▶ _Provided text_:
::::::

Recent in silico studies and preliminary experimental data suggest that HBA should be a suitable core-forming block for aqueous PISA.⁵⁴ Indeed, the 20% w/w dispersion of PDMAC₅₆–P(HBA-stat-DAAM)₂₆₄ diblock copolymer nano-objects prepared herein formed a free-standing gel at 25 °C (Fig. 2). On cooling to 1 °C, degelation occurred to produce a transparent free-flowing dispersion. On heating to 50 °C, a turbid, free-flowing dispersion was formed, while a turbid paste was formed at 70 °C. To examine the copolymer morphologies associated with these thermal transitions, transmission electron microscopy (TEM) studies were performed on the PDMAC₅₆–P(HBA-stat-DAAM)₂₆₄ diblock copolymer nano-objects. Crosslinking of the P(HBA-stat-DAAM)₂₆₄ block was conducted at the desired temperature using adipic acid dihydrazide (ADH) at pH 3, as previously reported for PDMAC–PDAAM diblock copolymer nano-objects.⁵⁵ Such covalent stabilization was essential to obtain high-quality images: in the absence of any cross-linking, the relatively low glass transition temperature of the core-forming block simply led to film formation on the TEM grid. Moreover, crosslinking also eliminated the thermoresponsive behavior of this diblock copolymer, hence preserving the copolymer morphology at any desired temperature. Thus this cross-linking protocol enabled visualization of pure spheres, worms, vesicles or lamellae after covalent stabilization at 1, 25, 50 or 70 °C, respectively (Fig. 2f–i).

Fig. 2 Thermally-induced diblock copolymer morphology transitions in aqueous solution. (a) Schematic representation of the reversible morphological transitions that occur for a 20% w/w aqueous dispersion of PDMAC₅₆–P(HBA-stat-DAAM)₂₆₄ diblock copolymer nano-objects on varying the temperature from 1° to 70 °C. Digital images show the physical appearance of this aqueous dispersion: (b) on cooling to 1 °C for 30 min, (c) at ambient temperature (25 °C), (d) on heating to 50 °C for 30 min and (e) on heating to 70 °C for 30 min. TEM images recorded for 0.10% w/w aqueous dispersions of PDMAC₅₆–P(HBA-stat-DAAM)₂₆₄ using uranyl formate as a negative stain after covalent stabilization at the desired temperature using adipic acid dihydrazide (ADH) at a DAAM/ADH molar ratio of 1.0: (f) spheres (crosslinked at 1 °C), (g) worms (crosslinked at 25 °C), (h) vesicles (crosslinked at 50 °C) and (i) lamellae (crosslinked at 70 °C).

::::::

▶ _Stored rows_:
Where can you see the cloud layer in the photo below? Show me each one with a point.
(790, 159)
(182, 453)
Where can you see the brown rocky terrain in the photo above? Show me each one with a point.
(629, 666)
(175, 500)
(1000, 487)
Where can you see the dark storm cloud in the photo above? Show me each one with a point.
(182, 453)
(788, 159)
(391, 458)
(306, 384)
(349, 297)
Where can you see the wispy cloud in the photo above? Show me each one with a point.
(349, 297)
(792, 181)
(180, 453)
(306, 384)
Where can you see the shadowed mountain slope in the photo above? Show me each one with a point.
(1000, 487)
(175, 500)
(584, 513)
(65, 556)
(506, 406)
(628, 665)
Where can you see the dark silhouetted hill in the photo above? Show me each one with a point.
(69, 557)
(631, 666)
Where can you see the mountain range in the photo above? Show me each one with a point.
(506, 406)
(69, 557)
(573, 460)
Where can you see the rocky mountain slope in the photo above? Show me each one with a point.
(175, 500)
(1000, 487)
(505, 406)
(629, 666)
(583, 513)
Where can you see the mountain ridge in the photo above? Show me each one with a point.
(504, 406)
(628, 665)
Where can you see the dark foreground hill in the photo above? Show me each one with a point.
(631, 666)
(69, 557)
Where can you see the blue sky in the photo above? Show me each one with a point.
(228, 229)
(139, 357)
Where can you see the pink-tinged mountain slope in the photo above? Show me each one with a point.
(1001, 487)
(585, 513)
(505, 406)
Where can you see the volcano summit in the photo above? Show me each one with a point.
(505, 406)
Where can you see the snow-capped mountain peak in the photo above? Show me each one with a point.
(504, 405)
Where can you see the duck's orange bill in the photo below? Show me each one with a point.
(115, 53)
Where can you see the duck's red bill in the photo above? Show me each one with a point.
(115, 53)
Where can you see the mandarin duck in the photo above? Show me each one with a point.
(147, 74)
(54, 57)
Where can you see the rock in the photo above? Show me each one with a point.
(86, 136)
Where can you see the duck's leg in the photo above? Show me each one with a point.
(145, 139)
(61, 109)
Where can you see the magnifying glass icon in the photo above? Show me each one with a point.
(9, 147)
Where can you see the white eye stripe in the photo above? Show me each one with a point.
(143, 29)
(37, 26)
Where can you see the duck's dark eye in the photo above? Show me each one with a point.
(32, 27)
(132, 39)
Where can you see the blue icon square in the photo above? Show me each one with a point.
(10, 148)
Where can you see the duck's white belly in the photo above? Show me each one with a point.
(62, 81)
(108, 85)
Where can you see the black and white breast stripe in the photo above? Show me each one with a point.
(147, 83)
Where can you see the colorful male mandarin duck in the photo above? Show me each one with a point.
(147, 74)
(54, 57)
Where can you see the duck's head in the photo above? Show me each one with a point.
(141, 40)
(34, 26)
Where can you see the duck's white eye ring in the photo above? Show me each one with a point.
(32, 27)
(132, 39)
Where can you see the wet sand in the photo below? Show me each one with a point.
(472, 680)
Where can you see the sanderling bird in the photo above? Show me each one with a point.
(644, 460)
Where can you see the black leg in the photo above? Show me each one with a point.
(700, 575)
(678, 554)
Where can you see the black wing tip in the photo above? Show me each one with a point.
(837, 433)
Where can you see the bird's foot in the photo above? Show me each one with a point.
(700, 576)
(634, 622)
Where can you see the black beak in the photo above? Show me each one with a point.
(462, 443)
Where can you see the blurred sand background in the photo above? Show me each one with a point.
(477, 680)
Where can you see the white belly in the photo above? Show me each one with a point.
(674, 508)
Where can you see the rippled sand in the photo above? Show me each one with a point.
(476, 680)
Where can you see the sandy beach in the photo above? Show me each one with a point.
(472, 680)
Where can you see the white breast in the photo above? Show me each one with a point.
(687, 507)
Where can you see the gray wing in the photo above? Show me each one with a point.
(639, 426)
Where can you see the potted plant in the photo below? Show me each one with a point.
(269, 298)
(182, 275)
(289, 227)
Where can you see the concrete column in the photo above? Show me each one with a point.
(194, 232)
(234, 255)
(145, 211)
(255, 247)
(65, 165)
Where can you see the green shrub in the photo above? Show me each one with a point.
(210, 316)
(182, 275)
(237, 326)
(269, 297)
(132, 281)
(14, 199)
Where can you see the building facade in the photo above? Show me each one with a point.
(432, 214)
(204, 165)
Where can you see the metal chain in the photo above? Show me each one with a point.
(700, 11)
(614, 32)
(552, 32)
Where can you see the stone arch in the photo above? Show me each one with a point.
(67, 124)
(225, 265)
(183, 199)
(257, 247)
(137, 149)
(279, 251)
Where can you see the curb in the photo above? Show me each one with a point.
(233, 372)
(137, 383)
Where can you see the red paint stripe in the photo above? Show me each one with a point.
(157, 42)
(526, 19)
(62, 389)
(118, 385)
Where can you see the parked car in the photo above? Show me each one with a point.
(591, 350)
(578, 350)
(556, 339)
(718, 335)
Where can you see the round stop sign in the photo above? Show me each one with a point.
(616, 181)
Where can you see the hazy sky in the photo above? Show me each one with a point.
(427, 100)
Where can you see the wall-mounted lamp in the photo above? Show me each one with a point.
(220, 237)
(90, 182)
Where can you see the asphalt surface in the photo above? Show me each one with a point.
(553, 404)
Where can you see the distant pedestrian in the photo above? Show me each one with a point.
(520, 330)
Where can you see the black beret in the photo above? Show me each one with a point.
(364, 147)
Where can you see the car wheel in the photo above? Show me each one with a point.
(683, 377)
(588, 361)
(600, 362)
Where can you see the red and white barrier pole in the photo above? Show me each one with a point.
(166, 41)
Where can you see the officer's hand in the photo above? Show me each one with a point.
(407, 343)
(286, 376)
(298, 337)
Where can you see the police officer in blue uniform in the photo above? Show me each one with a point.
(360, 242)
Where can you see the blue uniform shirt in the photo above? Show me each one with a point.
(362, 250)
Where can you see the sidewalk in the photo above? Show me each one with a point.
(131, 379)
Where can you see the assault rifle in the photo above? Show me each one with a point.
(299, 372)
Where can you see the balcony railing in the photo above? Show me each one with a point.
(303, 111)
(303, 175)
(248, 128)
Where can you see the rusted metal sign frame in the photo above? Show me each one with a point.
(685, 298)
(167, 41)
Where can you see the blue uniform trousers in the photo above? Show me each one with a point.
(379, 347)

::::::

▶ _Work to be completed_: Summarize the passage on temperature-driven copolymer morphology changes in two sentences.

▶ _Result for this task_: A 20% w/w aqueous dispersion of PDMAC₅₆–P(HBA-stat-DAAM)₂₆₄ diblock copolymer nano-objects forms a free-standing gel at 25 °C, a transparent free-flowing dispersion at 1 °C, a turbid free-flowing dispersion at 50 °C and a turbid paste at 70 °C. Crosslinking the core-forming block with adipic acid dihydrazide at pH 3 preserved the copolymer morphology for TEM, which showed pure spheres, worms, vesicles or lamellae after covalent stabilization at 1, 25, 50 or 70 °C, respectively.